— Begin Given data —

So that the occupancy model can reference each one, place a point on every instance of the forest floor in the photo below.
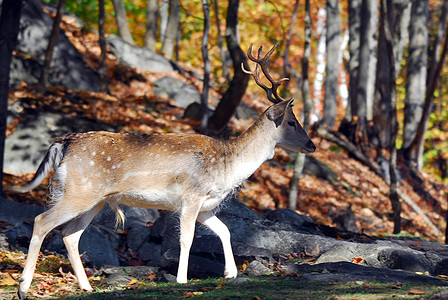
(131, 106)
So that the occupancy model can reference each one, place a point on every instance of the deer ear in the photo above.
(276, 112)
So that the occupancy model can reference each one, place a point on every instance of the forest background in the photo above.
(283, 21)
(355, 68)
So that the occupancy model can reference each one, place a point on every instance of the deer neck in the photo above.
(251, 149)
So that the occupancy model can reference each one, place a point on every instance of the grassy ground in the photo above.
(268, 287)
(265, 287)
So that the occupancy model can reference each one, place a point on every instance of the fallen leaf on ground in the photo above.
(416, 292)
(243, 267)
(357, 260)
(220, 284)
(8, 280)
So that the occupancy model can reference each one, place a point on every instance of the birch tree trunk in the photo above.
(332, 68)
(398, 18)
(150, 39)
(393, 195)
(11, 11)
(307, 106)
(102, 41)
(437, 56)
(171, 29)
(122, 21)
(204, 48)
(416, 79)
(43, 79)
(233, 95)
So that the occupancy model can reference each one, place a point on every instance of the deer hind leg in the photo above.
(188, 216)
(43, 224)
(221, 230)
(71, 235)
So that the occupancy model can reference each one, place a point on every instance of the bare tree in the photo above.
(225, 68)
(287, 68)
(150, 39)
(307, 106)
(172, 27)
(102, 41)
(233, 95)
(11, 11)
(437, 56)
(43, 79)
(122, 21)
(394, 199)
(332, 67)
(416, 79)
(398, 17)
(204, 48)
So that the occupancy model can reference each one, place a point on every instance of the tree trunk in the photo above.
(232, 97)
(9, 29)
(102, 41)
(394, 199)
(416, 79)
(225, 68)
(204, 48)
(171, 29)
(122, 21)
(307, 106)
(332, 67)
(354, 19)
(434, 72)
(362, 102)
(150, 39)
(399, 14)
(43, 79)
(287, 69)
(163, 13)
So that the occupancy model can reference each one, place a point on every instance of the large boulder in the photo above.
(138, 57)
(26, 147)
(67, 66)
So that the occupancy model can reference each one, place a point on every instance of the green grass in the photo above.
(265, 287)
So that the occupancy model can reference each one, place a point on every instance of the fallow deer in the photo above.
(187, 173)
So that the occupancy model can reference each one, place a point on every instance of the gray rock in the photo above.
(68, 68)
(97, 248)
(137, 235)
(287, 215)
(26, 147)
(239, 280)
(256, 268)
(137, 57)
(150, 252)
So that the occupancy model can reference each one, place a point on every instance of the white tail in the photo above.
(189, 173)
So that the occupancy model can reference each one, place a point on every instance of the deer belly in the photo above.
(150, 198)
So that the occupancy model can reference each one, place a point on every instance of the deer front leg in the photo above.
(221, 230)
(71, 235)
(188, 216)
(43, 224)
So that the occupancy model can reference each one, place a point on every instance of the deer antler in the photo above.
(271, 93)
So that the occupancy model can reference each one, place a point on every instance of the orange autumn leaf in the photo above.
(243, 267)
(220, 284)
(8, 280)
(357, 260)
(416, 292)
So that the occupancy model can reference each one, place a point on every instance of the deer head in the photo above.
(291, 134)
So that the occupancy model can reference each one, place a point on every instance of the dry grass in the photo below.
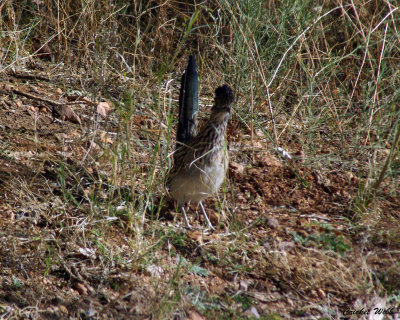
(86, 229)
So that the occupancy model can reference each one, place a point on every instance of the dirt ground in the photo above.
(287, 245)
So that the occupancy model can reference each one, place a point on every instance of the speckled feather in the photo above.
(200, 166)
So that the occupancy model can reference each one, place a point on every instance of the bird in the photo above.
(200, 159)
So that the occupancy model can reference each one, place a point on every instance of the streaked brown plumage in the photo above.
(200, 165)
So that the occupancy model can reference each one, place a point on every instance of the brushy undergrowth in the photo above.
(320, 79)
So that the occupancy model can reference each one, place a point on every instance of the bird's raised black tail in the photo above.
(188, 104)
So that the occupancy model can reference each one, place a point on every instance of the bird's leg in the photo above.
(185, 217)
(206, 216)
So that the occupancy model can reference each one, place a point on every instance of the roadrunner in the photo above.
(200, 161)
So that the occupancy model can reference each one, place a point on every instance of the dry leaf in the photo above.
(104, 108)
(193, 315)
(68, 114)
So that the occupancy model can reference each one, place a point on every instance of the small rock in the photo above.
(63, 309)
(286, 245)
(272, 223)
(81, 288)
(252, 311)
(237, 167)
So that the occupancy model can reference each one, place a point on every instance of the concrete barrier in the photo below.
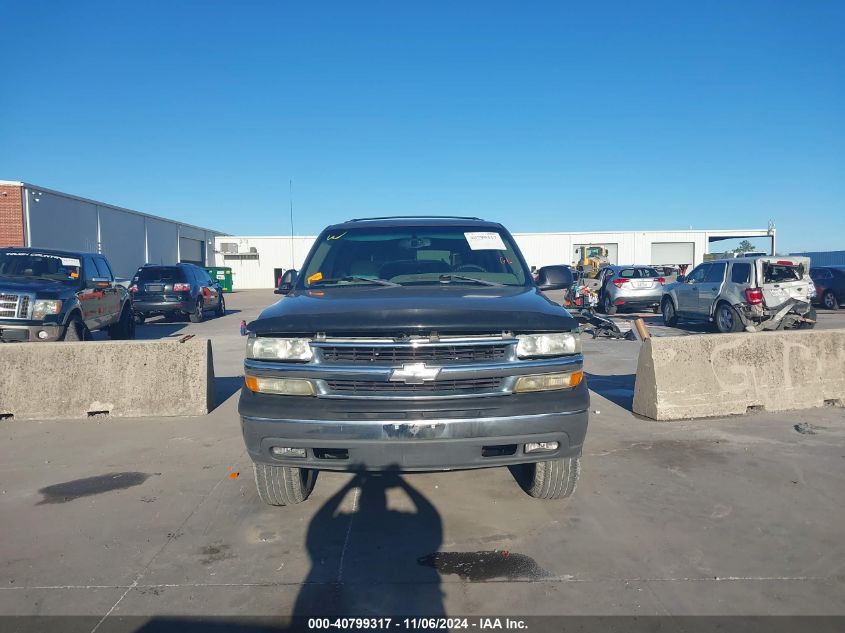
(683, 377)
(122, 378)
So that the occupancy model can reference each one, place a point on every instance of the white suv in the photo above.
(751, 294)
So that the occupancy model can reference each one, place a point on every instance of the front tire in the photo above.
(727, 319)
(283, 485)
(76, 330)
(124, 329)
(554, 479)
(670, 317)
(197, 315)
(811, 314)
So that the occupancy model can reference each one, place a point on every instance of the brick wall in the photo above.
(11, 216)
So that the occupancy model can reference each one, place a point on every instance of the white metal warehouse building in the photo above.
(42, 218)
(257, 261)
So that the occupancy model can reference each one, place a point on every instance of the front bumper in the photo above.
(22, 333)
(418, 436)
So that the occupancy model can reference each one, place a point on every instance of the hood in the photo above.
(387, 311)
(42, 288)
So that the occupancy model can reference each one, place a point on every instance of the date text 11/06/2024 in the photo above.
(417, 623)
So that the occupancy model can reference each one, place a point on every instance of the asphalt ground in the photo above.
(113, 518)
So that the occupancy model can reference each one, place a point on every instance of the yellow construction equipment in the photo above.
(590, 259)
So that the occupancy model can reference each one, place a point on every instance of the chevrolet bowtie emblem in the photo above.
(414, 374)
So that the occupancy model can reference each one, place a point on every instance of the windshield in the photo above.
(40, 266)
(415, 256)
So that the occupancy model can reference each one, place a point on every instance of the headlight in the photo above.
(548, 382)
(557, 344)
(43, 307)
(280, 386)
(266, 348)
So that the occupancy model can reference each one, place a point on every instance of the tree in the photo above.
(744, 247)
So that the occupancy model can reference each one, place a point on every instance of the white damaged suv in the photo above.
(744, 294)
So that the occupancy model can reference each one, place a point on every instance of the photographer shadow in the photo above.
(365, 561)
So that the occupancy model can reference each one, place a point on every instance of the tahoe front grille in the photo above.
(367, 387)
(14, 306)
(407, 354)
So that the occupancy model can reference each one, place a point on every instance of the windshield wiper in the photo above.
(372, 280)
(483, 282)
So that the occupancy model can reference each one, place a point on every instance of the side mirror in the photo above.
(555, 278)
(286, 285)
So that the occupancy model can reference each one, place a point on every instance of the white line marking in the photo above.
(348, 532)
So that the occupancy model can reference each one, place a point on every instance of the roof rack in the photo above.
(417, 217)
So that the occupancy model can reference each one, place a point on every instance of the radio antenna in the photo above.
(290, 192)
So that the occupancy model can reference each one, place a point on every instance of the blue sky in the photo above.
(544, 116)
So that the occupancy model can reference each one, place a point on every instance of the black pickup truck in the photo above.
(414, 344)
(51, 295)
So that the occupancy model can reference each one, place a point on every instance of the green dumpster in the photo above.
(223, 274)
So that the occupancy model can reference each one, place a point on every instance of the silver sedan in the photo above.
(630, 287)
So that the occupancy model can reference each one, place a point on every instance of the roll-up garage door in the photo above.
(612, 251)
(191, 251)
(672, 253)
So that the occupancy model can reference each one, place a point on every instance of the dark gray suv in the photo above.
(177, 290)
(414, 344)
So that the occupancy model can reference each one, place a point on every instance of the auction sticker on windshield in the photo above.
(485, 241)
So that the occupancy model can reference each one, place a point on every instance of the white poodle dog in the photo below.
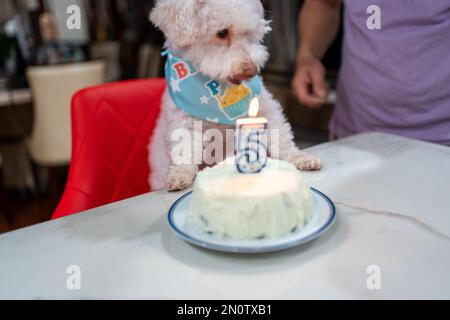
(218, 42)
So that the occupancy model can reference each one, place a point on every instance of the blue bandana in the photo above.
(206, 98)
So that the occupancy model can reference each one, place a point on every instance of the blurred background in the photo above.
(43, 61)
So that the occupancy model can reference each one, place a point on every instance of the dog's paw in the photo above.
(306, 162)
(180, 178)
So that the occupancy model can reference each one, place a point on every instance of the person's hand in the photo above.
(309, 83)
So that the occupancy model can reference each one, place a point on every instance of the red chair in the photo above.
(111, 129)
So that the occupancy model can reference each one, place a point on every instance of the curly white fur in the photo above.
(191, 28)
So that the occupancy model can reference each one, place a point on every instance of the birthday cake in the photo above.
(270, 204)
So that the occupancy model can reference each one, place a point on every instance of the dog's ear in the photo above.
(178, 19)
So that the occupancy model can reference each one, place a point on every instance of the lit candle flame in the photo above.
(254, 108)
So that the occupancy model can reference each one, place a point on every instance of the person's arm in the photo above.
(319, 23)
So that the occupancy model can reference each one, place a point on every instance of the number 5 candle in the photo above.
(251, 149)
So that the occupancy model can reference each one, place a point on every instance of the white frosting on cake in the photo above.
(269, 204)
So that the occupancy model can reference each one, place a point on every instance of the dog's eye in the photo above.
(223, 34)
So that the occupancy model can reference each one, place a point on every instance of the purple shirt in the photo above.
(396, 79)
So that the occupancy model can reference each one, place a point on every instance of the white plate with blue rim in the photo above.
(321, 221)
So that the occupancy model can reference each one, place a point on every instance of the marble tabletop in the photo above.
(391, 240)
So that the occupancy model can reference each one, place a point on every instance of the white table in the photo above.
(393, 200)
(15, 97)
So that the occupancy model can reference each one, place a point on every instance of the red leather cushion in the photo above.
(111, 126)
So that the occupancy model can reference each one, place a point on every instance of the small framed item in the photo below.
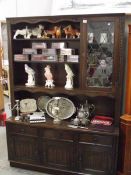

— End Given data —

Exercise brief: Pictures are not part of the copy; reproduce exactly and only the lines from the line containing "fur in the photo above." through the end of the listing.

Solution to the exercise:
So that the occupancy model can reference each one, place a point on every instance of the curly white fur in the photo above.
(191, 28)
So that the occupancy model can reference each one, place a point on every instance of the birthday cake in the photo above.
(270, 204)
So that the occupancy model can reference each one, place a point on every instance of the dog's ear in the photo above.
(178, 19)
So that the occupancy model can reference each one, place a point on every instance of the lit candle flame in the photo above.
(254, 108)
So that the occupancy model can reference each one, place a point on every instance of the person's arm in the photo above.
(319, 23)
So that the occupancy model can reference each one, place a point on every instance of the number 5 candle in the photo above.
(251, 149)
So that the occupancy model can reference each one, place a point on every instance of the white frosting on cake in the photo above.
(269, 204)
So that the occupancy model can reference each one, place a point on every instance of the dog's eye in the photo above.
(223, 34)
So that the occupancy model can reference each one, place a point on every instance of the purple shirt in the photo above.
(396, 79)
So that the occupancy model can reference each one, place a point on every instance of the white plate with blue rim in the photo above.
(321, 221)
So that the occupancy model can reference each one, place a point on every instance of the marble tabletop in the photo above.
(391, 240)
So that the occupancy model can reference each one, place a point on every instance of the white table in the photo above.
(393, 200)
(15, 97)
So that the occupancy model can reference each one, place a point on every instance of the red leather cushion in the photo above.
(111, 126)
So that the occupancy model can reference each one, place a point on every instance of the small framed item in the photo below.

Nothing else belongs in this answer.